Direction: Please rewrite the listing below, replacing every "Note to the class" with "Instruction" and keeping everything else the same.

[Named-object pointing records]
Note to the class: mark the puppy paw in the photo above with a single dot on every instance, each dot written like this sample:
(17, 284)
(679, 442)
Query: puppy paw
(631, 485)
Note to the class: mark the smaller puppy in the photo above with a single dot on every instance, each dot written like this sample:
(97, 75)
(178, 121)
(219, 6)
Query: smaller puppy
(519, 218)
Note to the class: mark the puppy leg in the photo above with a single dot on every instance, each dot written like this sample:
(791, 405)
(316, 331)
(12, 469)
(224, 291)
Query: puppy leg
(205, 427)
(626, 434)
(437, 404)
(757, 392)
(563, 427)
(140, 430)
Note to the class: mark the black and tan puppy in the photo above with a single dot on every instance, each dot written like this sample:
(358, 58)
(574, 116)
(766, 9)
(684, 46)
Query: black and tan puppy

Output for this task:
Instruction: mark the puppy paw in the photo above with a single dot on every instance, each dot written like this sample:
(17, 284)
(679, 442)
Query: puppy paw
(631, 485)
Instruction: mark the smaller puppy in the photo above with a single dot on every instance, each dot written like this sample:
(97, 75)
(178, 121)
(219, 6)
Query: smaller puppy
(519, 218)
Instruction: mark the puppy leg in the photo above with a single dot on every instance, each dot written like this sample:
(791, 405)
(316, 331)
(12, 469)
(224, 291)
Query: puppy leg
(205, 427)
(626, 434)
(437, 404)
(757, 392)
(563, 427)
(140, 430)
Instruction: mark the black and tan puppy in the photo above with a single dot on every instance, each dot written like this sample:
(358, 58)
(574, 116)
(766, 9)
(684, 46)
Query: black and tan puppy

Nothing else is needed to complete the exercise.